* Required task: Reproduce every row of the dataset excerpt below without altering a single character.

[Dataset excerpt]
start

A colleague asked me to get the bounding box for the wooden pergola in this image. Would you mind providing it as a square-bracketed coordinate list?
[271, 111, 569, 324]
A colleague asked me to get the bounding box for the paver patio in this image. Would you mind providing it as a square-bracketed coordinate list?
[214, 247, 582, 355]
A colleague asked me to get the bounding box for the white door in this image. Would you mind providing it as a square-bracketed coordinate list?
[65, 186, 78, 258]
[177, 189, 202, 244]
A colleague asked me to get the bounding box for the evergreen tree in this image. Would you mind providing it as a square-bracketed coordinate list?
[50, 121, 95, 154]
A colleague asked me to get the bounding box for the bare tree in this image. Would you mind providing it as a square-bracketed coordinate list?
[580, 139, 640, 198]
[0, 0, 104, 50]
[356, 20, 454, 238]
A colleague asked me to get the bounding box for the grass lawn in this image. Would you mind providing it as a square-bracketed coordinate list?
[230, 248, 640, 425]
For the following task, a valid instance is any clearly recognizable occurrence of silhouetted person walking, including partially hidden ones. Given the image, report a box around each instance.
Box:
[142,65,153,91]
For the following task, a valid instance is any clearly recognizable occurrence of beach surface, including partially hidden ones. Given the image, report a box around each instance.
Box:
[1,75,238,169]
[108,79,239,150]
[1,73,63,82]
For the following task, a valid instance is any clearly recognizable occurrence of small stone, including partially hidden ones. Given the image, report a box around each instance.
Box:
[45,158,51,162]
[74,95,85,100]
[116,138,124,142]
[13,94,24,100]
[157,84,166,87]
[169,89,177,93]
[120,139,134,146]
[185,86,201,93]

end

* Solution to this exercise:
A colleague asked me to get the bounding box for the wooden pergola in this image. Would you mind providing it as a square-bracketed coordinate list?
[271, 111, 569, 324]
A colleague asked me to get the bounding box for the paver patio in this image. Would you mind providing it as a square-bracketed coordinate list?
[214, 247, 582, 355]
A colleague asked me to get the bounding box for the white door in this image. Would you mind providing it as a square-bracketed coordinate list?
[65, 186, 78, 258]
[177, 189, 202, 244]
A colleague asked me to get the bounding box for the evergreen tree in this image. Would you mind providing it as a square-bracketed coordinate list?
[50, 121, 95, 154]
A colleague asked me to get the bounding box for the bare tree in this image. Would you mind providing it as a square-bracketed coordinate list?
[580, 139, 640, 198]
[0, 0, 104, 50]
[356, 20, 454, 238]
A colleague asked me to get the bounding box for the grass lawn in this image. Would you mind providing it as a square-bracketed coordinate list?
[230, 248, 640, 425]
For the following task, a valid instance is any clearly recognizable occurrence of silhouetted person walking, including partially hidden ones. Given the image, report a box around each instance.
Box:
[142,65,153,91]
For the following task, a valid instance is any clearly recognizable occurrence of beach surface, including partially hidden ones. Given the image, report a box around each instance.
Box:
[1,75,238,169]
[108,79,239,150]
[1,73,63,82]
For the following task, a valid instance is any clearly recognizable occurrence of small stone, including partially hidden ones. Given the image, report a box around each instance.
Box:
[45,158,51,162]
[74,95,85,100]
[116,138,124,142]
[13,94,24,100]
[157,84,166,87]
[169,89,177,93]
[120,139,134,146]
[185,86,201,93]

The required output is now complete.